_Supplied passage_.
((

Many of the tasks performed by system administrators are manual
tasks, such as cleaning up storage, adding additional storage
capacity, rebooting a failed server, recycling an application,
adjusting cache levels, setting up monitors and deciding what
event(s) to monitor, and choosing actions to take once some defined
event occurs.
[0005] Recent developments in the computer industry have succeeded
in automating some of the tasks that a system administrator might
normally perform manually. When a computer system takes action to
heal itself of a problem that develops, it is said that this
self-healing behavior is "autonomic" behavior, and that tasks that
perform this type of self-healing behavior are autonomic tasks.
Self-healing, self-configuring, self-optimizing, and
self-protecting are all known types of autonomic tasks. Autonomic
tasks are performed as a result of the computer system detecting
some condition that warrants corrective action, then performing the
tasks to perform the corrective action without human intervention.
For example, if workload across a pool of computer systems becomes
unbalanced, a workload monitor could detect the unbalanced workload
condition and take steps to autonomically balance the workload.
This type of workload balancing had to be done manually before the
introduction of autonomic managers that could perform this task
autonomically. In addition, autonomic managers may have different
trigger points than manual alerts on a system administrator
console. As a result, it is possible for an autonomic manager to
already be fixing a problem before the system administrator is
given any warning that a problem exists. This leads to a situation
where the system administrator is unaware of tasks an autonomic
manager may be in the process of performing.
[0006] In another example, before autonomic managers, a system
administrator might determine that new logical partitions should be
provided to increase capacity on the system to solve some problem
or to improve on an inefficiency. Now, an autonomic manager could
automatically detect capacity constraints, and autonomically
provision new logical partitions to increase capacity of the system
without intervention by a human system administrator. As time goes
on, more and more tasks that were previously performed by a human
system administrator are being automated by autonomic managers. The
result is an environment where many of the system administration
tasks are automated, but where manual tasks must still be performed
by a human system administrator.

))

_Supplied information_.
((

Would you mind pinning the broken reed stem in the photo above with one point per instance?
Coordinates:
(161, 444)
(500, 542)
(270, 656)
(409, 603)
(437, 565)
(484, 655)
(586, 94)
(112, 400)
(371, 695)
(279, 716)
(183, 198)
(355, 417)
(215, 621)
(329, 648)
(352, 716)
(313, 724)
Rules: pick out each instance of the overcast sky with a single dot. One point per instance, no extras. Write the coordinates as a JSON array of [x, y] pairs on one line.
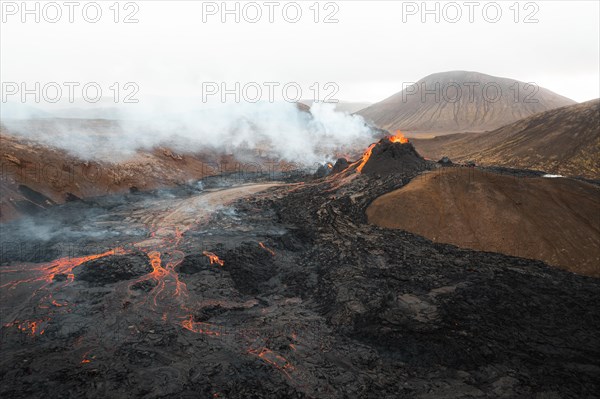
[[368, 53]]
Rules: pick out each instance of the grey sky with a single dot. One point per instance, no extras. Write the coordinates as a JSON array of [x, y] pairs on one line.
[[369, 53]]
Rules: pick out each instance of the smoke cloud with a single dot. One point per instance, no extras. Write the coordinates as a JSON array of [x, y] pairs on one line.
[[280, 129]]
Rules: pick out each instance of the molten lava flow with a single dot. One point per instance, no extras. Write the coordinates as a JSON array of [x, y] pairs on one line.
[[398, 138], [199, 327], [30, 327], [365, 158], [60, 267], [213, 258], [272, 358], [269, 250]]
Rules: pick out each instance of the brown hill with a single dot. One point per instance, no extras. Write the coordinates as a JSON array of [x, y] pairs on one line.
[[36, 175], [562, 141], [554, 220], [462, 102]]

))

_Required tasks_.
1: Rewrite the paragraph of the passage on autonomic managers that begins "In another example, before autonomic managers" in a shorter form that keeps its main facts.
2: Reproduce word for word the stretch of the passage on autonomic managers from "Self-healing, self-configuring, self-optimizing, and" through "balance the workload.".

_Solved problems_.
1: Before autonomic managers, a system administrator might decide to add new logical partitions to increase system capacity, either to solve a problem or to fix an inefficiency. Now an autonomic manager can detect capacity constraints and provision new logical partitions by itself, with no human involved. Over time, more and more tasks that people once handled are being automated. This creates an environment where many administration tasks are automated, but a human system administrator must still perform some tasks manually.

2:
Self-healing, self-configuring, self-optimizing, and
self-protecting are all known types of autonomic tasks. Autonomic
tasks are performed as a result of the computer system detecting
some condition that warrants corrective action, then performing the
tasks to perform the corrective action without human intervention.
For example, if workload across a pool of computer systems becomes
unbalanced, a workload monitor could detect the unbalanced workload
condition and take steps to autonomically balance the workload.